WHAT THIS TASK INVOLVES. In the article below on enterprise AI investment, what percentage of CEOs plan to increase AI spending in the coming year?
## Begin PAGE TEXT
After billions in AI spending with little to show for it, organizations are making a surprising choice: they’re investing even more. In our work with data leaders across industries, we’ve seen this pattern emerge repeatedly. The question isn’t whether to continue investing in AI — it’s how to ensure those investments finally deliver the returns they promise.
The numbers tell a story that should give any executive pause. According to a recent survey of 350 global CEOs by Teneo, fewer than half report tangible returns from their AI projects. Separate research from MIT's NANDA initiative report "The GenAI Divide: State of AI in Business 2025" paints an even starker picture, with 95% of AI initiatives failing to generate positive ROI. Yet despite these sobering statistics, 68% of CEOs plan to increase AI spending in the coming year, potentially pushing global AI investment past the $2 trillion mark. This isn’t irrational exuberance. It’s a calculated response to a complex reality that many organizations now face.
The Uncomfortable Truth About AI Returns
The gap between AI promise and AI performance has become impossible to ignore. Organizations have spent the past two years deploying AI tools, licensing platforms, and launching initiatives intended to revolutionize operations, unlock productivity gains, and create competitive advantage. For most, these investments haven’t delivered.
The pattern we see repeatedly includes:
- Rushed deployments that prioritized getting AI tools in front of users over ensuring they could use them effectively
- Disconnected initiatives where different departments pursued AI projects without coordination or shared infrastructure
- Technology-first thinking that assumed the AI itself would solve business problems without addressing underlying data and process issues
- Unclear success metrics that made it nearly impossible to measure real impact or justify continued investment
These aren’t just implementation challenges. They represent a fundamental misunderstanding of what makes AI successful in enterprise environments. Organizations discovered that simply licensing AI tools doesn’t translate to business value — even when adoption rates look promising on paper.
The reality many organizations have discovered is sobering. Even when enterprises successfully deploy AI tools across their workforce, actual usage often falls far short of expectations. More critically, the employees who do adopt these tools frequently use them for convenient but low-impact tasks rather than in ways that create meaningful business value or advance strategic objectives. High deployment numbers mask low actual value creation.
This gap between deployment and value realization has become the defining challenge of enterprise AI adoption. It’s also why simply spending more money on the same approach is unlikely to produce different results.
Why CEOs Are Choosing to Double Down
Given these disappointing returns, why are leaders planning to increase AI investment rather than cutting their losses? The answer is more nuanced than simple optimism about future potential. The commitment to continued AI investment reflects several converging pressures:
First, many organizations have already invested so heavily in AI transformation that reversing course would mean writing off not just financial investments, but also the organizational changes, training programs, and strategic pivots that came with them. The cost of unwinding these commitments — both tangible and intangible — often exceeds the cost of pushing forward.
## End PAGE TEXT
## Begin INFORMATION SHOWN
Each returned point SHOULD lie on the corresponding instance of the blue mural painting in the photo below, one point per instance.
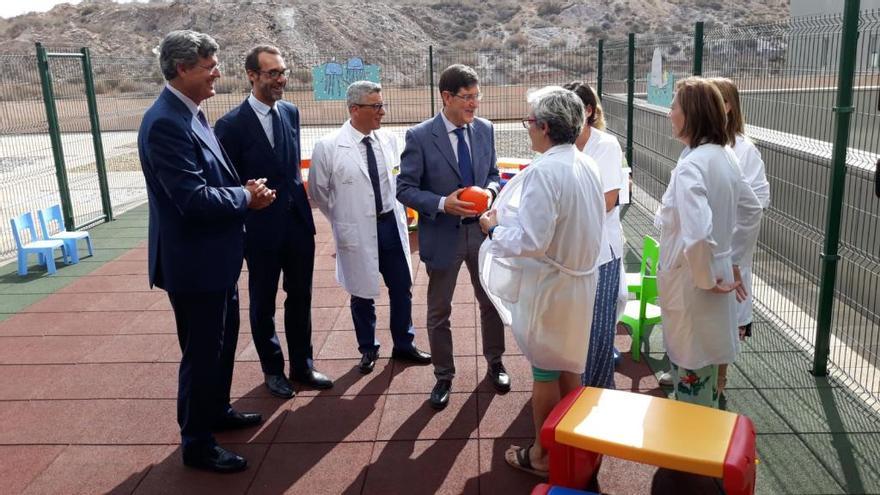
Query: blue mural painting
## End INFORMATION SHOWN
EXERCISE SOLUTION. 68% of CEOs plan to increase AI spending in the coming year.